(Material provided begins)
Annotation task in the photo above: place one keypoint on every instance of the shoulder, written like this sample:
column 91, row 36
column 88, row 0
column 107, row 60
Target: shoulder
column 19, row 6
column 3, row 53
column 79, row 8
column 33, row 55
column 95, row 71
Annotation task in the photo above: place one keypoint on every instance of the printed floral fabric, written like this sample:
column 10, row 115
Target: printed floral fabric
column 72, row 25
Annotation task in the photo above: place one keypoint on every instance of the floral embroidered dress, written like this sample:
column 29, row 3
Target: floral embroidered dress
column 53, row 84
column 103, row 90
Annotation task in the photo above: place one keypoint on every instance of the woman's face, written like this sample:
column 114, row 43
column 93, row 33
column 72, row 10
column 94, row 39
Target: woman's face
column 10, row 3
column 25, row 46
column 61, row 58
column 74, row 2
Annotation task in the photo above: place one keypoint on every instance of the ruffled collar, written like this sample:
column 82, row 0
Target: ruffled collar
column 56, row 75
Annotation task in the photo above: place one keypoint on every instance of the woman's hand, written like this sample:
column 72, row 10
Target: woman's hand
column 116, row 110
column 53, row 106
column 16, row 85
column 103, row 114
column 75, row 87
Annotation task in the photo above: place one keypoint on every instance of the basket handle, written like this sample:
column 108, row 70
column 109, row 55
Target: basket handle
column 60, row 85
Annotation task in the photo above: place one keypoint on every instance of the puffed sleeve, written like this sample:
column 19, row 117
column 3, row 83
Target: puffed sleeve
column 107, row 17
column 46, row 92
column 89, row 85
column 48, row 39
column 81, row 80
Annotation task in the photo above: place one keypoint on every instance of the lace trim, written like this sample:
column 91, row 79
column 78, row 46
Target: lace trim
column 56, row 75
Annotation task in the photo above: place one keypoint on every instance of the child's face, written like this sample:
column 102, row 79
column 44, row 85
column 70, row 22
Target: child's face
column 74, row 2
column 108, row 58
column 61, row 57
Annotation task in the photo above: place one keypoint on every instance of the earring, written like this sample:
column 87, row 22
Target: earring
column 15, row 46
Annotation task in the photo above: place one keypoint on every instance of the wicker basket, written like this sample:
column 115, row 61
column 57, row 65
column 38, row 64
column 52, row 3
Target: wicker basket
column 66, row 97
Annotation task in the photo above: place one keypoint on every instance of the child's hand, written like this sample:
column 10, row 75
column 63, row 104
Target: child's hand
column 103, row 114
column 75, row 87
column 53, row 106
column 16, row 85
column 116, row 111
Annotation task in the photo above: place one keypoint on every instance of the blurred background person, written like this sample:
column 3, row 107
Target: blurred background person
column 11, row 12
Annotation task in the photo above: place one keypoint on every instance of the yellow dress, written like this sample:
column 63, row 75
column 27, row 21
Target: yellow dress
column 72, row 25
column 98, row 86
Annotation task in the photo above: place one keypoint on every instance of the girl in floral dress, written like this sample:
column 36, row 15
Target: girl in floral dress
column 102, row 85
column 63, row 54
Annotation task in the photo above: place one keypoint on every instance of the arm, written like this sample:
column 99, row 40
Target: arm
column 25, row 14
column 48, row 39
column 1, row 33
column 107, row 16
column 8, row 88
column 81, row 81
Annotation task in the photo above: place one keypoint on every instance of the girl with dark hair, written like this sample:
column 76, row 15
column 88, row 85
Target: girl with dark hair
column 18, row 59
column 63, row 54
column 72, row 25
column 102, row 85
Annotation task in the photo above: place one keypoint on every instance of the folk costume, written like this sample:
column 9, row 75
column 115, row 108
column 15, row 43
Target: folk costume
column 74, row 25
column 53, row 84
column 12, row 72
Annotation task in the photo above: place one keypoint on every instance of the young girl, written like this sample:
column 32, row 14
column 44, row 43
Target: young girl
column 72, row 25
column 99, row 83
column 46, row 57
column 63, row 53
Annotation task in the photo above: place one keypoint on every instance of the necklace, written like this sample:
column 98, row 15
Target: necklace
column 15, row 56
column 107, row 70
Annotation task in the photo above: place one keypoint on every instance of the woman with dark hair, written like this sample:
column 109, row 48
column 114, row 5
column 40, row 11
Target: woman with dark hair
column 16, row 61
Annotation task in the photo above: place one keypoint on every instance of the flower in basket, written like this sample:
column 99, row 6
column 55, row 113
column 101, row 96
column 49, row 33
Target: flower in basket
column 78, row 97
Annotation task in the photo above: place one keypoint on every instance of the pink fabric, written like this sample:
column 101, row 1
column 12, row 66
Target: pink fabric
(Material provided ends)
### Brief
Exact transcription of the records is all that is wanted.

### Answer to this problem
Annotation task in the photo above: place one keypoint on every instance of the shoulder, written like this sample:
column 91, row 36
column 88, row 0
column 107, row 60
Target: shoulder
column 19, row 6
column 3, row 53
column 79, row 8
column 33, row 55
column 95, row 71
Annotation task in the photo above: place one keypoint on every instance of the printed floral fabric, written like this sample:
column 10, row 115
Target: printed floral fabric
column 72, row 25
Annotation task in the photo above: place one keypoint on every instance of the floral embroidered dress, written like this sample:
column 29, row 3
Target: floral embroidered dress
column 53, row 84
column 103, row 90
Annotation task in the photo above: place one keypoint on every instance of the woman's face, written like this sample:
column 114, row 43
column 93, row 33
column 72, row 10
column 94, row 39
Target: woman's face
column 10, row 3
column 25, row 46
column 61, row 58
column 74, row 2
Annotation task in the photo above: place one keypoint on every instance of the ruffled collar, written like this sample:
column 82, row 0
Target: ruffled collar
column 56, row 75
Annotation task in the photo above: place one keypoint on every instance of the woman's hand, written like this sample:
column 72, row 10
Target: woman's hand
column 116, row 110
column 53, row 106
column 16, row 85
column 103, row 114
column 75, row 87
Annotation task in the photo above: place one keypoint on every instance of the basket handle, written like this sample:
column 108, row 70
column 109, row 55
Target: basket handle
column 60, row 85
Annotation task in the photo above: place one keypoint on every instance of the puffed sleeve, written like this sample:
column 19, row 117
column 3, row 83
Target: puffed sleeve
column 107, row 17
column 46, row 92
column 89, row 85
column 48, row 39
column 81, row 80
Annotation task in the photo above: place one keypoint on every instance of the lace trim, written like this sample:
column 91, row 79
column 78, row 46
Target: lace trim
column 56, row 75
Annotation task in the photo above: place one keypoint on every instance of the child's face, written like this sample:
column 102, row 79
column 44, row 85
column 70, row 22
Target: child's face
column 74, row 2
column 108, row 58
column 61, row 57
Annotation task in the photo above: place one keypoint on every instance of the earring, written like this sample:
column 87, row 22
Target: earring
column 15, row 46
Annotation task in the photo above: place one keypoint on every instance of the wicker basket, written like this sample:
column 115, row 61
column 57, row 65
column 38, row 64
column 52, row 3
Target: wicker basket
column 66, row 97
Annotation task in the photo above: place one keypoint on every instance of the child's hand, written like this sample:
column 10, row 75
column 63, row 104
Target: child's hand
column 103, row 114
column 75, row 87
column 53, row 106
column 16, row 85
column 116, row 111
Annotation task in the photo above: place one keypoint on every instance of the blurred background person, written like this sample:
column 3, row 107
Target: blurred background person
column 11, row 12
Annotation task in the photo above: place one keypoint on every instance of the yellow dress, written like this sample:
column 63, row 75
column 27, row 21
Target: yellow dress
column 72, row 25
column 98, row 86
Annotation task in the photo above: place one keypoint on every instance of the girl in floral dress, written like this sample:
column 36, row 15
Target: girl in floral dress
column 102, row 85
column 63, row 54
Annotation task in the photo above: place one keypoint on every instance of the arm, written like this sample:
column 99, row 40
Target: arm
column 25, row 14
column 48, row 39
column 1, row 33
column 107, row 16
column 8, row 88
column 81, row 81
Annotation task in the photo above: place one keypoint on every instance of the girl with dark hair, written like this sample:
column 76, row 15
column 88, row 85
Target: girl with dark hair
column 18, row 59
column 63, row 54
column 72, row 25
column 102, row 85
Annotation task in the photo above: place one keypoint on every instance of the folk costume, written like this sample:
column 9, row 75
column 115, row 108
column 15, row 43
Target: folk costume
column 74, row 25
column 53, row 84
column 12, row 72
Annotation task in the photo above: place one keypoint on every instance of the young girl, written like this sample:
column 32, row 14
column 44, row 43
Target: young girl
column 72, row 25
column 99, row 83
column 46, row 57
column 63, row 53
Annotation task in the photo above: place one keypoint on every instance of the necklace, written like this sample:
column 98, row 15
Target: necklace
column 15, row 56
column 107, row 70
Annotation task in the photo above: place one keypoint on every instance of the woman with dark hair, written like this sample:
column 109, row 48
column 114, row 5
column 40, row 11
Target: woman with dark hair
column 16, row 61
Annotation task in the photo above: place one keypoint on every instance of the flower in basket, written like this sample:
column 99, row 6
column 55, row 113
column 101, row 96
column 49, row 33
Target: flower in basket
column 78, row 97
Annotation task in the photo above: place one keypoint on every instance of the pink fabric, written like this sample:
column 101, row 1
column 12, row 66
Target: pink fabric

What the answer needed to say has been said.